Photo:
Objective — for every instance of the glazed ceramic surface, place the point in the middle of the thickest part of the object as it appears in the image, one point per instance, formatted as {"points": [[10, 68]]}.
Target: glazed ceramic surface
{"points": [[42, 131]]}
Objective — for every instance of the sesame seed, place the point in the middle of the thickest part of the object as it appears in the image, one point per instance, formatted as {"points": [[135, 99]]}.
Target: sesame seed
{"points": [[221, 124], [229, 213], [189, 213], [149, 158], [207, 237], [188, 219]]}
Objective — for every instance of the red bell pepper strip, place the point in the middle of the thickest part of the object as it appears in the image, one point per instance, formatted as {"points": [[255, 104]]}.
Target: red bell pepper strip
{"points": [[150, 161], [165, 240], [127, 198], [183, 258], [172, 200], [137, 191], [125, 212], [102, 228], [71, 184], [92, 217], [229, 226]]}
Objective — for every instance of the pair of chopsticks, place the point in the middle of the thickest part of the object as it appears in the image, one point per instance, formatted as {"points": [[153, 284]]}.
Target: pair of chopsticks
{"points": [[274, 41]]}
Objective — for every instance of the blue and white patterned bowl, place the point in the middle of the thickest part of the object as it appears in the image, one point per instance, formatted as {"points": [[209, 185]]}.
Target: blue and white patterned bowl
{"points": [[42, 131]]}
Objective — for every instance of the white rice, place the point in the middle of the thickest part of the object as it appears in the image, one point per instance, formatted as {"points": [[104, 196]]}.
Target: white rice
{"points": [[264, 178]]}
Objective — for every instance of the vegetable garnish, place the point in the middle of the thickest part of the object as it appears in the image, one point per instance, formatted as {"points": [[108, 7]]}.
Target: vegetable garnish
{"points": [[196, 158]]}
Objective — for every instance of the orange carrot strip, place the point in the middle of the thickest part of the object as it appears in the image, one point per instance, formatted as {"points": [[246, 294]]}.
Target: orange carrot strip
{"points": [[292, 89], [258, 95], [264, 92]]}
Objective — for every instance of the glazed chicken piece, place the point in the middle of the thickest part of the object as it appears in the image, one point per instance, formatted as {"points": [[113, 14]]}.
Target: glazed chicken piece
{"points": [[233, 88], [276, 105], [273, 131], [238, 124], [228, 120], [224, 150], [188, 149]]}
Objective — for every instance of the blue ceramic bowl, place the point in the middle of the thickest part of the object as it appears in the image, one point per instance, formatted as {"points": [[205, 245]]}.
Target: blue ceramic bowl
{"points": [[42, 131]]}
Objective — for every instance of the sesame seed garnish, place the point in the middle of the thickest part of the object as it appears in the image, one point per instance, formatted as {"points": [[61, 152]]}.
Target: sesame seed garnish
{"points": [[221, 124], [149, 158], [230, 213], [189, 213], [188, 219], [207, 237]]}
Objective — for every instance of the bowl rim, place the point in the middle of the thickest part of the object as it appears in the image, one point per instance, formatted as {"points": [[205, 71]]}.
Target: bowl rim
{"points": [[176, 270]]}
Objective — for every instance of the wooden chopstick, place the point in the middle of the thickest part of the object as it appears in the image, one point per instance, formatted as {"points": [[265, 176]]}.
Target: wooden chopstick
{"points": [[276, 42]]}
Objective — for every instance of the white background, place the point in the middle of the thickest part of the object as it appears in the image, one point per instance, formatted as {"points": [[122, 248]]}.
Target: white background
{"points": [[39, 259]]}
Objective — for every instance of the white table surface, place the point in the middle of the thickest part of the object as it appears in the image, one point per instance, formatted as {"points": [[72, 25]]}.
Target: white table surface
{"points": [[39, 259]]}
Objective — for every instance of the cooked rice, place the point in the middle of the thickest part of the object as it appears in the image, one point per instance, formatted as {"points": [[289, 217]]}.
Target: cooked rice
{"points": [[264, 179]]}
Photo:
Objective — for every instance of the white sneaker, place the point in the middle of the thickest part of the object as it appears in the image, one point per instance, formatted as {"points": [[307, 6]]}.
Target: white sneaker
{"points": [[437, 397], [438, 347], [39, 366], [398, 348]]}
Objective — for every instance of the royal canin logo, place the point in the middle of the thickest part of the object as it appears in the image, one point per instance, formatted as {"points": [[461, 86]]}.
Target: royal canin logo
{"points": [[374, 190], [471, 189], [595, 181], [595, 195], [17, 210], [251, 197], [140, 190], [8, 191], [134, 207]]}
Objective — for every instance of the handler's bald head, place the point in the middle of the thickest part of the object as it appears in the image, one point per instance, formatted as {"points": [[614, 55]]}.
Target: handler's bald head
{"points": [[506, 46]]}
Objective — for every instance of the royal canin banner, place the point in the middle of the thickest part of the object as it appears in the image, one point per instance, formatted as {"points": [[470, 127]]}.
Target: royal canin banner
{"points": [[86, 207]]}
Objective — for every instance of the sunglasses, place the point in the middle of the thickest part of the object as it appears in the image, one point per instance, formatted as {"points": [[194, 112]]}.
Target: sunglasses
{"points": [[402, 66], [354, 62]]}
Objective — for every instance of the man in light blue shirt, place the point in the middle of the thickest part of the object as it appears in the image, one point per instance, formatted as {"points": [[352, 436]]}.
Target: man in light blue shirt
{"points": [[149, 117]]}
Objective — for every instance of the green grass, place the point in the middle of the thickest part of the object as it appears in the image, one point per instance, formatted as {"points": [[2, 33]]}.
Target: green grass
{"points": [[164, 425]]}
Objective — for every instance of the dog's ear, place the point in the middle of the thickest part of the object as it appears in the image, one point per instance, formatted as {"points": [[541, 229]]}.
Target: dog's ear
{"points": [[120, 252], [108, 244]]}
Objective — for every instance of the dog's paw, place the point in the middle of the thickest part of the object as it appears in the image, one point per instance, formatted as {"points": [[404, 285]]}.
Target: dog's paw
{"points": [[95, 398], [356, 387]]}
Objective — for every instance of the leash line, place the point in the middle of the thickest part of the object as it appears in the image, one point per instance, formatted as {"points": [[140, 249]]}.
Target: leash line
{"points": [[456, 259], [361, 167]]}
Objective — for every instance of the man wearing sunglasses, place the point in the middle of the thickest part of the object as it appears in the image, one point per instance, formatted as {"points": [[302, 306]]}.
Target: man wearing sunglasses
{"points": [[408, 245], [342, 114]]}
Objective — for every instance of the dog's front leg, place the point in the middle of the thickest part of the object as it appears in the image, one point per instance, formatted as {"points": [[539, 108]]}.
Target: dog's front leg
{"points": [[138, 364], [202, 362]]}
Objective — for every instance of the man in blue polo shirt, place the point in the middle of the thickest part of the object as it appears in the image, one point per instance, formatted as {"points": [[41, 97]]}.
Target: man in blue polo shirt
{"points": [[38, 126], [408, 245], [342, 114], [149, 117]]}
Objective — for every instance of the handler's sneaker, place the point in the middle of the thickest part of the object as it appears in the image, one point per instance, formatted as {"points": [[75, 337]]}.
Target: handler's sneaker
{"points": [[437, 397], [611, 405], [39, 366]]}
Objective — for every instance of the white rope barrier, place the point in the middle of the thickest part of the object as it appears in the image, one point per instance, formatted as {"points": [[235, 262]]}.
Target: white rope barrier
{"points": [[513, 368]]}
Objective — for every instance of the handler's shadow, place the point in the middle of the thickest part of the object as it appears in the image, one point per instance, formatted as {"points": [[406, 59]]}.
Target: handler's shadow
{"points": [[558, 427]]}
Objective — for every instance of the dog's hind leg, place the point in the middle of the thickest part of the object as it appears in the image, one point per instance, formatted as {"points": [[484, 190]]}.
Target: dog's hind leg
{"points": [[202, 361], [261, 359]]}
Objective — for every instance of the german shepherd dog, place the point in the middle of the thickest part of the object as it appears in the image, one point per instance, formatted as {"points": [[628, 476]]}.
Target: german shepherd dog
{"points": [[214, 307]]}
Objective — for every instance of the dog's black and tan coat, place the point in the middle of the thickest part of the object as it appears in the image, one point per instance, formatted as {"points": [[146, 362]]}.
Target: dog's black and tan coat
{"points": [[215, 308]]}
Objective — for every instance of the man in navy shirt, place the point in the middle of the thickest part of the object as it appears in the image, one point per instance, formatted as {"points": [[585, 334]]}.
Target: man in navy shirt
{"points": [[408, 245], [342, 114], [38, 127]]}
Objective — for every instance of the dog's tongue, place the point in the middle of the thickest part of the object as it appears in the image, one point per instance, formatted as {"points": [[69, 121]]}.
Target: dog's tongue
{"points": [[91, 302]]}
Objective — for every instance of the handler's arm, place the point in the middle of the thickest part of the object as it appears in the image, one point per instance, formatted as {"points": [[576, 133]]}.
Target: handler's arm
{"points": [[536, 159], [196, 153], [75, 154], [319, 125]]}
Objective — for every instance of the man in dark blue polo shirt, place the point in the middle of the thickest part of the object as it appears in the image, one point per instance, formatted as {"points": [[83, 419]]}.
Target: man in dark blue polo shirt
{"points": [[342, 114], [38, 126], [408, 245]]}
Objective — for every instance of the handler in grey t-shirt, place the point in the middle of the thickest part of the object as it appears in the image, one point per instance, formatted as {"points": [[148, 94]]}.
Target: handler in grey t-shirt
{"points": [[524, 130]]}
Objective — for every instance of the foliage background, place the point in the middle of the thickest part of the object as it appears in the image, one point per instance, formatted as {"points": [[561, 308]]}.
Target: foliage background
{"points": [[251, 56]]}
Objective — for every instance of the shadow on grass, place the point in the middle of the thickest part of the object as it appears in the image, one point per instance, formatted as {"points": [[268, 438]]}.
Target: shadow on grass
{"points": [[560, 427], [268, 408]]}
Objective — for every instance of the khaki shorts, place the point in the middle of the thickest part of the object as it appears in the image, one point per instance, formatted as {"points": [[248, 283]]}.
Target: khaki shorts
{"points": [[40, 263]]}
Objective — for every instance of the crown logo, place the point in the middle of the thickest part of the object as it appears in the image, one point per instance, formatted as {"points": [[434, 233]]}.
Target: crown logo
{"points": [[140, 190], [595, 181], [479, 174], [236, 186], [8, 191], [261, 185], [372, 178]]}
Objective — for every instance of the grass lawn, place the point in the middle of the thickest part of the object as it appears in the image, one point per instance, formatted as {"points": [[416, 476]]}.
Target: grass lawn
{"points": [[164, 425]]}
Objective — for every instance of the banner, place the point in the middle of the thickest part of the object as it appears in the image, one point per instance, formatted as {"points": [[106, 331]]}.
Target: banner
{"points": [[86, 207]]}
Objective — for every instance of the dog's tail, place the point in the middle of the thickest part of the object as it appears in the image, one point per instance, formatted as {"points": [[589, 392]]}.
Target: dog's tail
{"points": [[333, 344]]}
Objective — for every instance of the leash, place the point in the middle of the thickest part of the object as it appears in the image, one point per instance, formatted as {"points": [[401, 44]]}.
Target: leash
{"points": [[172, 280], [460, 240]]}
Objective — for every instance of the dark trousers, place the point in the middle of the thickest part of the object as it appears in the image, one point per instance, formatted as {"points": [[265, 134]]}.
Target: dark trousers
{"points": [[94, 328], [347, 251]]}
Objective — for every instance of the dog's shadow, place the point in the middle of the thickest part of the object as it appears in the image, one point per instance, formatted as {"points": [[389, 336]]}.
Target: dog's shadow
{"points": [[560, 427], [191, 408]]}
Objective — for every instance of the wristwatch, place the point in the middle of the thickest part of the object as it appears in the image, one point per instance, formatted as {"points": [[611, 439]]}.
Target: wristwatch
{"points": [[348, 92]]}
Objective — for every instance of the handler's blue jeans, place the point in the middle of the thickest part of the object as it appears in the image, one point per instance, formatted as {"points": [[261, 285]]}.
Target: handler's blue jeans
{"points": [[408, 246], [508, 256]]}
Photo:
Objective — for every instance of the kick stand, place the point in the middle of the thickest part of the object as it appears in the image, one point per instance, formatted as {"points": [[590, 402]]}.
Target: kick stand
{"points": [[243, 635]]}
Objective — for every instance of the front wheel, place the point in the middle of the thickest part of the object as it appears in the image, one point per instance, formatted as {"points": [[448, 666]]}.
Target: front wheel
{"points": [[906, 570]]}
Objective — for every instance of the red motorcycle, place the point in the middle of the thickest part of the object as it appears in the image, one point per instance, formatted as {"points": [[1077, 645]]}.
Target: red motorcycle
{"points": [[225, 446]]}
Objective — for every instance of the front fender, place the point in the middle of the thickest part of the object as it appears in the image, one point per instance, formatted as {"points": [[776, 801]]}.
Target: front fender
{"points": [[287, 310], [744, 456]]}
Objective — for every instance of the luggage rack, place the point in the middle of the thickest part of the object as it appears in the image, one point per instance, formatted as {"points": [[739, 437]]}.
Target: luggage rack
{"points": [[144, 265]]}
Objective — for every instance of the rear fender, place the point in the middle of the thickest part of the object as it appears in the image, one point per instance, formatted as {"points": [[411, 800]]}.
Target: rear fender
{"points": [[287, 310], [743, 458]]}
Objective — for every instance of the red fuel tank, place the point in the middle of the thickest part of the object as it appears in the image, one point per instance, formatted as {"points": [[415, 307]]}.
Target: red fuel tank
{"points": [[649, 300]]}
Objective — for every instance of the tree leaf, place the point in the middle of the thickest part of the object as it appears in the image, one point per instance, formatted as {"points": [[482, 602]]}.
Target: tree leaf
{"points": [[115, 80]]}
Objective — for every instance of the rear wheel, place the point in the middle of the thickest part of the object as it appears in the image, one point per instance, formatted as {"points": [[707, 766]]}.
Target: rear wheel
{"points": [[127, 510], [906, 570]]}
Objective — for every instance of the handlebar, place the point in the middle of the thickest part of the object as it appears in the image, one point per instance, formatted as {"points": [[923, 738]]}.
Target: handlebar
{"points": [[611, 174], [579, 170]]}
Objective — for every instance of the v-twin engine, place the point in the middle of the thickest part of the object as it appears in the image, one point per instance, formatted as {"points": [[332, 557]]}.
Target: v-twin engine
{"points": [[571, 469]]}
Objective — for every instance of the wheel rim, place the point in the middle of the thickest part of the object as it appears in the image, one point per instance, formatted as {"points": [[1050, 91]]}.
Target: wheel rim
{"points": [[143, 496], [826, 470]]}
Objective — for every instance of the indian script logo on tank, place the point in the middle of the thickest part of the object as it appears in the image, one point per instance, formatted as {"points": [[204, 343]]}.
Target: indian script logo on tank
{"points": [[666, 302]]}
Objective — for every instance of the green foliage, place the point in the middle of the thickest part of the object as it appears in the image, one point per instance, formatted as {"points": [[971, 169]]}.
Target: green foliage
-------
(What is asked)
Starting at the line with "Objective — for every instance of the wheel", copy every line up to and including the last one in the entries above.

(Correct result)
Objective — for every instance of the wheel rim, place the point in the middle of the thickest part of the object as it appears in the image, one point per instance, formatted as {"points": [[1050, 91]]}.
Target: wheel rim
{"points": [[143, 496], [826, 470]]}
Objective — for every instance of the indian script logo on tank, place the point in the middle of the thickest part of the object as it appears in the image, one point per instance, formatted as {"points": [[204, 343]]}.
Target: indian script logo on tank
{"points": [[666, 302]]}
Objective — for every instance of the green foliage, place the point in the middle of the thickest part of the object as it appears in the image, one point per instance, formatted as {"points": [[971, 169]]}.
Target: green foliage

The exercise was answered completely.